- PROMPT: From the data below, copy each line that includes the word "sunlight".

- DATASET EXCERPTS:
※ ※ ※

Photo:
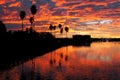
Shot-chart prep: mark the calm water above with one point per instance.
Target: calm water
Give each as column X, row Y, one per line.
column 100, row 61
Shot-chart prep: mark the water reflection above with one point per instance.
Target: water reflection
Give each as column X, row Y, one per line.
column 101, row 61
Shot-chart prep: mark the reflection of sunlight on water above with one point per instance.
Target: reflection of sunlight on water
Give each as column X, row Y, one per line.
column 101, row 61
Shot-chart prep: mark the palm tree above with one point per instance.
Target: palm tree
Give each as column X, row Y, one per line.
column 51, row 27
column 33, row 10
column 31, row 20
column 22, row 16
column 61, row 30
column 66, row 29
column 60, row 26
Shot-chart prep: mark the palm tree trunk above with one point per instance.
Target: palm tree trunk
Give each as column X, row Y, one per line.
column 22, row 25
column 33, row 22
column 66, row 34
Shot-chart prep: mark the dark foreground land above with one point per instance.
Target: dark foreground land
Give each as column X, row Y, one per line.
column 21, row 46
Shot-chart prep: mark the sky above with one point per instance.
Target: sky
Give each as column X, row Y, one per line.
column 98, row 18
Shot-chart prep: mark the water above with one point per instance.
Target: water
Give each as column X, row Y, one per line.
column 100, row 61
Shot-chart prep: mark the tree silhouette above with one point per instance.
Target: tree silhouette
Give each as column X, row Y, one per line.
column 31, row 20
column 66, row 29
column 2, row 28
column 33, row 10
column 22, row 16
column 51, row 27
column 54, row 28
column 60, row 26
column 61, row 30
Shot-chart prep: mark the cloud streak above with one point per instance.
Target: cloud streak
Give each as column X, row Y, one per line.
column 80, row 15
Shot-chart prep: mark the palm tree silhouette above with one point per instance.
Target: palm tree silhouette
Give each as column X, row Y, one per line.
column 61, row 30
column 66, row 29
column 33, row 10
column 22, row 16
column 51, row 27
column 31, row 21
column 60, row 26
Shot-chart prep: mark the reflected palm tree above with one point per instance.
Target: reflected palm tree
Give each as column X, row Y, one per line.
column 51, row 27
column 31, row 21
column 51, row 61
column 22, row 16
column 33, row 70
column 61, row 55
column 61, row 30
column 7, row 76
column 33, row 10
column 22, row 75
column 54, row 28
column 66, row 29
column 54, row 60
column 66, row 56
column 38, row 76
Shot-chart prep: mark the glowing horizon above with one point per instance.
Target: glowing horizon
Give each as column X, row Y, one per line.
column 92, row 17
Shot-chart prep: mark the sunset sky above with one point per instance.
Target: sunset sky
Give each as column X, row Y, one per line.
column 98, row 18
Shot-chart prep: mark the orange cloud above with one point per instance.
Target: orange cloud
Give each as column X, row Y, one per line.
column 16, row 4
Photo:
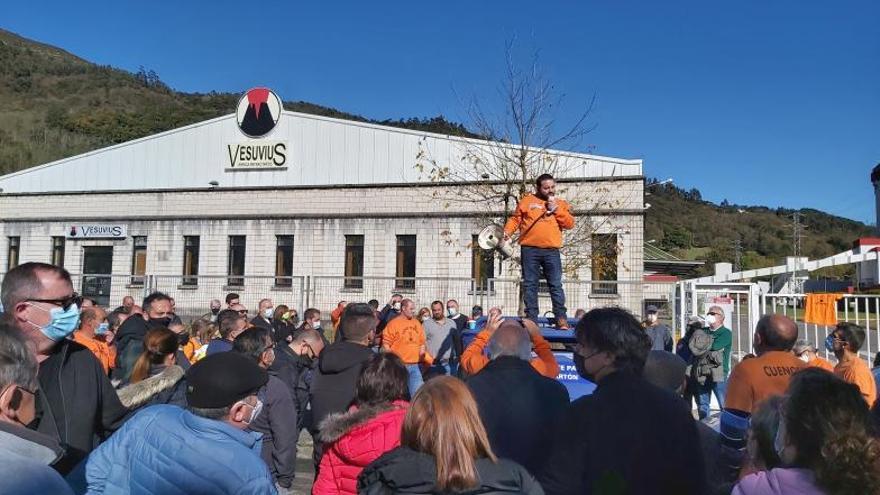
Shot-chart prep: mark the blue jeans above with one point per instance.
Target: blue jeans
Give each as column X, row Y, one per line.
column 546, row 262
column 415, row 378
column 704, row 396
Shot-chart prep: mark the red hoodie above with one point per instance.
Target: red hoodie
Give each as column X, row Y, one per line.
column 354, row 440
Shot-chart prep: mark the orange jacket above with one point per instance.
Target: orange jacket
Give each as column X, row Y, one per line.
column 406, row 338
column 473, row 359
column 547, row 232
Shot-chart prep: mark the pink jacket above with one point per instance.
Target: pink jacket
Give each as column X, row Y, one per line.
column 352, row 441
column 779, row 481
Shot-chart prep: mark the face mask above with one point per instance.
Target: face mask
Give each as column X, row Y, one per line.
column 62, row 323
column 829, row 343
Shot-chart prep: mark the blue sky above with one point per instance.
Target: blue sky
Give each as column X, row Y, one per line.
column 771, row 103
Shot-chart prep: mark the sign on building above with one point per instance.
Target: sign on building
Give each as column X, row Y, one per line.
column 97, row 231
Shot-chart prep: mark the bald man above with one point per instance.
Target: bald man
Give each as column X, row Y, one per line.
column 770, row 372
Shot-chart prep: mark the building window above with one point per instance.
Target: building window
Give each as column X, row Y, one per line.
column 604, row 263
column 235, row 269
column 482, row 265
column 191, row 260
column 284, row 261
column 406, row 263
column 12, row 254
column 58, row 251
column 139, row 259
column 354, row 261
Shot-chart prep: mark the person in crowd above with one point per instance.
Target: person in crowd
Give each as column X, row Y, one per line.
column 277, row 420
column 282, row 324
column 540, row 218
column 340, row 364
column 473, row 359
column 444, row 449
column 156, row 377
column 265, row 313
column 807, row 353
column 845, row 342
column 211, row 315
column 517, row 403
column 232, row 299
column 130, row 338
column 202, row 449
column 368, row 429
column 825, row 441
column 78, row 403
column 660, row 334
column 440, row 340
column 203, row 331
column 405, row 337
column 24, row 454
column 768, row 374
column 294, row 365
column 761, row 454
column 92, row 333
column 715, row 379
column 230, row 324
column 604, row 443
column 668, row 371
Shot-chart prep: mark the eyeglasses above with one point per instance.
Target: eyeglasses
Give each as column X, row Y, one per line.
column 65, row 302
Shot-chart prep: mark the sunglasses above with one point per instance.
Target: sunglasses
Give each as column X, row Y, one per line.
column 65, row 303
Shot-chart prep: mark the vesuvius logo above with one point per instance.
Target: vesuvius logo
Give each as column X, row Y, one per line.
column 258, row 112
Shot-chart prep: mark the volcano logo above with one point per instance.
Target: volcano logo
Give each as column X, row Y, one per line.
column 258, row 112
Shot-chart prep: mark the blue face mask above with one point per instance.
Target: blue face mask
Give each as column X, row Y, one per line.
column 102, row 329
column 62, row 324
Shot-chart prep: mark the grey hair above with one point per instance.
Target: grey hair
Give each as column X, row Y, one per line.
column 18, row 365
column 510, row 340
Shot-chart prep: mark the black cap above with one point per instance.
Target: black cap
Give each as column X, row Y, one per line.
column 222, row 379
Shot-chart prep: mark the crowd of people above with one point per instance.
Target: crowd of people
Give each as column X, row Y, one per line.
column 401, row 400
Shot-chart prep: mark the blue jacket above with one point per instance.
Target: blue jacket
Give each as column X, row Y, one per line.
column 166, row 449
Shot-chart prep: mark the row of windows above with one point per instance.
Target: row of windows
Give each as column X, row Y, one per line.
column 604, row 259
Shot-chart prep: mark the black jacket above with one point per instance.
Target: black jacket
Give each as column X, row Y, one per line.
column 297, row 372
column 517, row 404
column 629, row 436
column 76, row 403
column 334, row 385
column 277, row 423
column 403, row 470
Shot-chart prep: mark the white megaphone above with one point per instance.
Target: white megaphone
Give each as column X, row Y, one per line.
column 492, row 237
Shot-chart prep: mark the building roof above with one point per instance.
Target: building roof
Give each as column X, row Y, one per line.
column 319, row 151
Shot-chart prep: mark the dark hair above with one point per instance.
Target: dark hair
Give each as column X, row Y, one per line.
column 154, row 297
column 357, row 321
column 541, row 178
column 828, row 422
column 252, row 342
column 158, row 344
column 618, row 332
column 853, row 334
column 23, row 282
column 383, row 379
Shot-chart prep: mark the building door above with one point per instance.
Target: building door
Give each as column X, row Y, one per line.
column 97, row 266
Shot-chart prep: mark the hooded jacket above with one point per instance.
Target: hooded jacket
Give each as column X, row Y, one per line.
column 405, row 471
column 76, row 404
column 779, row 481
column 354, row 440
column 165, row 385
column 335, row 381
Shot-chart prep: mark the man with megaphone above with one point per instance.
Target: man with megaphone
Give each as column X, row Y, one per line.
column 540, row 218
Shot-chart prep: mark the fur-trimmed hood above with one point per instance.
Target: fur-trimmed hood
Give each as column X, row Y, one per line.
column 140, row 393
column 338, row 425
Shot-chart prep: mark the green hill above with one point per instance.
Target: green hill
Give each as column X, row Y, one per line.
column 54, row 105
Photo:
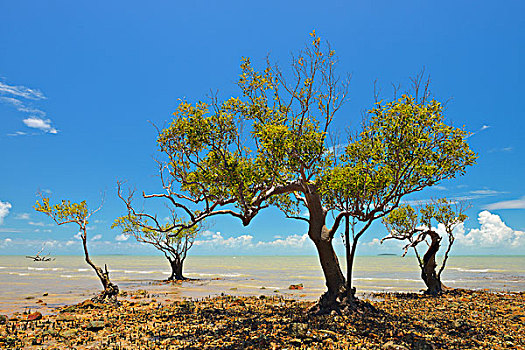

※ ※ ※

- SOLUTION:
Shot-chart prep: mark the reflection of sunlight on water above with one point per instance.
Target: reflection of sunlight on water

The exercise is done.